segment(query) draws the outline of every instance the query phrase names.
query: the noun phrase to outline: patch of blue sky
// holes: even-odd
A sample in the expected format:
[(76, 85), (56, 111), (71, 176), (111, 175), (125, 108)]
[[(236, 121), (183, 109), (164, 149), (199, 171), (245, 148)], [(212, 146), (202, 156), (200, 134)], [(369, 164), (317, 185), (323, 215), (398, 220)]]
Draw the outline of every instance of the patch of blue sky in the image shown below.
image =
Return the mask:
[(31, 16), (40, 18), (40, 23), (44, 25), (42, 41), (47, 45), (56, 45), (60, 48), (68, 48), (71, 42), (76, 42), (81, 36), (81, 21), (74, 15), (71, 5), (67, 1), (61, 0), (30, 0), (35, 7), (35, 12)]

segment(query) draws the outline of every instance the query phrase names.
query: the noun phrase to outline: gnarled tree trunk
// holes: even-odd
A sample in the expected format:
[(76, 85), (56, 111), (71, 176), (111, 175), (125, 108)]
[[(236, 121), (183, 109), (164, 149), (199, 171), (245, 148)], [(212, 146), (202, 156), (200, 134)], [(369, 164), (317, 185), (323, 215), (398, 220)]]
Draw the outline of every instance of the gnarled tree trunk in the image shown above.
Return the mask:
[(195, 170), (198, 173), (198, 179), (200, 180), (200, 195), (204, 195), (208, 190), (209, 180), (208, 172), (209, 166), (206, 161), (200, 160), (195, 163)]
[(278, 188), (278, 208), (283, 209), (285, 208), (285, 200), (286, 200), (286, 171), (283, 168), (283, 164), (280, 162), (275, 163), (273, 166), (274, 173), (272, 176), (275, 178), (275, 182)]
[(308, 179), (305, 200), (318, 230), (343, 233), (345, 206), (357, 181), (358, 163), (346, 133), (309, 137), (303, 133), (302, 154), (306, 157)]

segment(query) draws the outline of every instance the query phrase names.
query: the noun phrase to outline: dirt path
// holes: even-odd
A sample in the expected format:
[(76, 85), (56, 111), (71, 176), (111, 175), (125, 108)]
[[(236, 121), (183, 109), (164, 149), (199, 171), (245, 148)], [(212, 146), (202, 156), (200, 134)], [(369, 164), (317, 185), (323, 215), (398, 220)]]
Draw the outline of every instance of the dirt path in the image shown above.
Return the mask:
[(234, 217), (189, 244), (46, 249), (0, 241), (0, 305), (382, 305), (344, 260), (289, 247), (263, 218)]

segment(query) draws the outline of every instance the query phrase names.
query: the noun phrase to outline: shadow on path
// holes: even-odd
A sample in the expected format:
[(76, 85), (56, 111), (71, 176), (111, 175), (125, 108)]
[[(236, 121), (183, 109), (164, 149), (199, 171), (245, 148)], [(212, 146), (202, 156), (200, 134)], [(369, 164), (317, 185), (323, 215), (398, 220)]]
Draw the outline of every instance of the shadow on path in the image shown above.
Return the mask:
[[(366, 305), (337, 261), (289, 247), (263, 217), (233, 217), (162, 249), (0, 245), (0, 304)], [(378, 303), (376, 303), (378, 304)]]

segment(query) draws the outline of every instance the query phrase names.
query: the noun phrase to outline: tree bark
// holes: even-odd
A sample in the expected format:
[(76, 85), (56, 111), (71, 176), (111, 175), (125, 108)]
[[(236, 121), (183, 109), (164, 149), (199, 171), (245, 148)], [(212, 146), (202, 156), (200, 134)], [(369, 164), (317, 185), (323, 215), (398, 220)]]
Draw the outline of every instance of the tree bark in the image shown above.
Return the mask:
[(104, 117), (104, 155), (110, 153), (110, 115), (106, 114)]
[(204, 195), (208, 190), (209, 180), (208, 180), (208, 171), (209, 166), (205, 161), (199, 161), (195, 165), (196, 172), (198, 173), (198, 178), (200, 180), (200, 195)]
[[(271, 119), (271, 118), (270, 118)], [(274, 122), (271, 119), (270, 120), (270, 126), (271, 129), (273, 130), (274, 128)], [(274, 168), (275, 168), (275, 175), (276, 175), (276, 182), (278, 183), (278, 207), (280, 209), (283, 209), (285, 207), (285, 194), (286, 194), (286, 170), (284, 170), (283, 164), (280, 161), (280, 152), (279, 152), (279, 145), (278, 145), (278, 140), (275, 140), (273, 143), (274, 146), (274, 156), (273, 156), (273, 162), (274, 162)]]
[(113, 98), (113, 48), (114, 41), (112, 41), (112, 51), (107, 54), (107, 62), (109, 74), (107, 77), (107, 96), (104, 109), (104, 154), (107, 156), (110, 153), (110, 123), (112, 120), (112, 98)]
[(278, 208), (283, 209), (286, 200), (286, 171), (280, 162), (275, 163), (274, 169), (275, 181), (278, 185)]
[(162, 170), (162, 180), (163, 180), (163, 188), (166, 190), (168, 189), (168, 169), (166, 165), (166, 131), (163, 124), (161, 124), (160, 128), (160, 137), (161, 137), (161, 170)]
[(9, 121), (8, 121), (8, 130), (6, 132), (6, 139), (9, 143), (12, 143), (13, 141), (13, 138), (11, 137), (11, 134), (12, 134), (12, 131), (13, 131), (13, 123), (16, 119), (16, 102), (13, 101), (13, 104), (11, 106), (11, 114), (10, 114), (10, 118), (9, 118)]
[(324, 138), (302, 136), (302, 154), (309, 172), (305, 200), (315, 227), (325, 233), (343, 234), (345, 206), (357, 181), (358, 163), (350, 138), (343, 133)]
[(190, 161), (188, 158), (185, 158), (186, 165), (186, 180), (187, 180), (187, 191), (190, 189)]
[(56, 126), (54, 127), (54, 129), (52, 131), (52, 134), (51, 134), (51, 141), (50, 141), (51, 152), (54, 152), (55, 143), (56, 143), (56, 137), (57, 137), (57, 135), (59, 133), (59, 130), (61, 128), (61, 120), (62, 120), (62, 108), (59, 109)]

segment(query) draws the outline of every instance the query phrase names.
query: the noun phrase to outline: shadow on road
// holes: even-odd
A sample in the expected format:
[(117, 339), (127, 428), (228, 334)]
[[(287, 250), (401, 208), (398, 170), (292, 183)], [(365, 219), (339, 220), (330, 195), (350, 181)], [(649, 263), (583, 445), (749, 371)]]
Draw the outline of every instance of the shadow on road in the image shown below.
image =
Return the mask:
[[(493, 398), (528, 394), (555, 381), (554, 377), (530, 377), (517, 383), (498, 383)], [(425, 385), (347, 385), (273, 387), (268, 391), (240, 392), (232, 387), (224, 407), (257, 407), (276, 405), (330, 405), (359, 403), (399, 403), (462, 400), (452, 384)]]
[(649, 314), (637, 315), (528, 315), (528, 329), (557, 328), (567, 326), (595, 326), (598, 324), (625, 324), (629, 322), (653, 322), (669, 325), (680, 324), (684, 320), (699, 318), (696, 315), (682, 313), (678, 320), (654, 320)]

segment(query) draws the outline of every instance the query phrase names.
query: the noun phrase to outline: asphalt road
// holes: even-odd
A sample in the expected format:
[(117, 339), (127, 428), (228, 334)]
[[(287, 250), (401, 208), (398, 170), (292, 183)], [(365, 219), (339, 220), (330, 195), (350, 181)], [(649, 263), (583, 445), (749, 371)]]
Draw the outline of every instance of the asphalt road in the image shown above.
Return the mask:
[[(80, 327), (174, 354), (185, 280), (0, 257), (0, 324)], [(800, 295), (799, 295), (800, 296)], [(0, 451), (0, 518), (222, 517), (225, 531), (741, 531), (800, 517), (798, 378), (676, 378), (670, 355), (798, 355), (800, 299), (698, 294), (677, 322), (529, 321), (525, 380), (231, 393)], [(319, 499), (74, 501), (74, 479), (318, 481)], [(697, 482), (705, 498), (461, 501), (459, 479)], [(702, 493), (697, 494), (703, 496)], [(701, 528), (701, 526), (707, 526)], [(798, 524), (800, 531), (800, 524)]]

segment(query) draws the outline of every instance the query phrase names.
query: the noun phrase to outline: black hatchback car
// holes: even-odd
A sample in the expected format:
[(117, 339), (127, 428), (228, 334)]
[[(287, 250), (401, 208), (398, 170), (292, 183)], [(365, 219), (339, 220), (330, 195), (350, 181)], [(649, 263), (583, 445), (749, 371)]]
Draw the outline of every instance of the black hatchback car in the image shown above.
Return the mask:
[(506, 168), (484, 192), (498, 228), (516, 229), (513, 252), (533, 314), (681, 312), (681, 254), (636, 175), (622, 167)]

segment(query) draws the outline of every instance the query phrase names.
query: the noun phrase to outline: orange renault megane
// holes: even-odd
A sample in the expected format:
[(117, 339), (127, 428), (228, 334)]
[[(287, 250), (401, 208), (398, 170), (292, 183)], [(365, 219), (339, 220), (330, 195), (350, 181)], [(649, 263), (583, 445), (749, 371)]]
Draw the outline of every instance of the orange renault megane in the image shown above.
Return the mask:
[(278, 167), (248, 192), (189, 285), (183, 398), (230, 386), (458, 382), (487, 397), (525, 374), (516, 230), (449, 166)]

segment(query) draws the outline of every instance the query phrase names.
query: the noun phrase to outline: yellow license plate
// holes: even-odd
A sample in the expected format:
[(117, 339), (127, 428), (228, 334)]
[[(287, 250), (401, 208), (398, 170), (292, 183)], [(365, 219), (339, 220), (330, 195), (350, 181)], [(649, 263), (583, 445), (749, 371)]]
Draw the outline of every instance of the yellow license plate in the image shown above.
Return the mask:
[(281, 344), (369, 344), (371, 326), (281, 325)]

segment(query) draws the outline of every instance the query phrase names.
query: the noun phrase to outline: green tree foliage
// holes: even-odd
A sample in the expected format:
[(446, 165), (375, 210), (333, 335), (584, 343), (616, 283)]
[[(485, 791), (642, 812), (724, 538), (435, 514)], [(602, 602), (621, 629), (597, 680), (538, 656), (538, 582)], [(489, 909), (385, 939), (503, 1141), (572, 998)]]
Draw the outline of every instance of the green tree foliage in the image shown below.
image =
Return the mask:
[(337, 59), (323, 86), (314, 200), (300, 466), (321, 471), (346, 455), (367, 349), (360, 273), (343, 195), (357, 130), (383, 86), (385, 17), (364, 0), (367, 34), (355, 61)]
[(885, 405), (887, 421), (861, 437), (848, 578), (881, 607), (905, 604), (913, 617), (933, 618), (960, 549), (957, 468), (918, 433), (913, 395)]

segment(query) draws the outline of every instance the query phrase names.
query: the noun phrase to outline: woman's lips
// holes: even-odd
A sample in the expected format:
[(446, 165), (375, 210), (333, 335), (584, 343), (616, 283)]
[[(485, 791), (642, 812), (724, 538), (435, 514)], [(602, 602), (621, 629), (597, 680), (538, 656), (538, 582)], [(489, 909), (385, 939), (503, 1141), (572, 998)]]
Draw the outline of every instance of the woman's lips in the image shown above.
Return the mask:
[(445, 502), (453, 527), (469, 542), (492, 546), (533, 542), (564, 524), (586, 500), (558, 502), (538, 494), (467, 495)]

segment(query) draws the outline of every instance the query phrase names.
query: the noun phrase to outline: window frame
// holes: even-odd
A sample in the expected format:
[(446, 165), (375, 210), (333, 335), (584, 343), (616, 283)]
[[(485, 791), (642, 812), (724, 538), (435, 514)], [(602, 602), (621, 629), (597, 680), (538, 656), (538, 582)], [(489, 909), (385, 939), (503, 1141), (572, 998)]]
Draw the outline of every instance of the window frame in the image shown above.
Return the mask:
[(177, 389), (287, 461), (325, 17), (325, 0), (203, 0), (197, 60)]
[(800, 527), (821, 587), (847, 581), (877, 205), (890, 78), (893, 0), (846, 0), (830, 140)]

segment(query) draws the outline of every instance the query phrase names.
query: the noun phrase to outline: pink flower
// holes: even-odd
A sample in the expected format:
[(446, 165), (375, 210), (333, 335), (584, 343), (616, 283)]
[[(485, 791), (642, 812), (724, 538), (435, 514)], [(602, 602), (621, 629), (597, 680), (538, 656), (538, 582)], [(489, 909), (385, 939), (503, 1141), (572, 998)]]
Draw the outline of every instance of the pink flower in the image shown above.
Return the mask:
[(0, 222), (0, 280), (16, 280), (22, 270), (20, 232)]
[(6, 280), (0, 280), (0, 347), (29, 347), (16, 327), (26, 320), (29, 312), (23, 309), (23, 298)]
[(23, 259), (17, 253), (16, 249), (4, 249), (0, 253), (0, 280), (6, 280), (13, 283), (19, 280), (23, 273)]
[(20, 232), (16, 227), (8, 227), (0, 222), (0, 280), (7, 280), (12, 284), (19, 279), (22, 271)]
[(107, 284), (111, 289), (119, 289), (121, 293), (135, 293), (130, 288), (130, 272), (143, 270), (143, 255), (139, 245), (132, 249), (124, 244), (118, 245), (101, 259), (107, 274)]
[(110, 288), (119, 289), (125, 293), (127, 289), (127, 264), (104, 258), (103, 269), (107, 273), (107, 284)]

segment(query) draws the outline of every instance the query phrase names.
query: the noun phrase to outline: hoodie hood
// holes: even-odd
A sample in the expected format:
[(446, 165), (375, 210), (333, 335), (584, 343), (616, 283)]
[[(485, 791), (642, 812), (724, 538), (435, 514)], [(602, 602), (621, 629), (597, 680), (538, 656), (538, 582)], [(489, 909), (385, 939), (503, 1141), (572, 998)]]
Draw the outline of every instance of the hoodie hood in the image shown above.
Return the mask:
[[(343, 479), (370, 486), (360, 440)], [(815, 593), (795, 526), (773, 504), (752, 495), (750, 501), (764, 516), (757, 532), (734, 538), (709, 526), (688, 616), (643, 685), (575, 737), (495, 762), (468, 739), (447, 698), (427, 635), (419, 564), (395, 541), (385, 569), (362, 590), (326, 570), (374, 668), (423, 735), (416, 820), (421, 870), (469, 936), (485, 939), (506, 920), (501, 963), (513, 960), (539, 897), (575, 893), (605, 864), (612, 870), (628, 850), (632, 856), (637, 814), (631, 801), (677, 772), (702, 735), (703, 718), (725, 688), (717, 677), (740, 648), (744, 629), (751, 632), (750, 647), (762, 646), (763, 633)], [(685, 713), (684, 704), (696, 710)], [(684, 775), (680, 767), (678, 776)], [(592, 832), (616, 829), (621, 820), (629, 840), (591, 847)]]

▸ **Work required**:
Where "orange" occurs in a line of the data above, count that line. Give the final count and no other words.

▸ **Answer section**:
2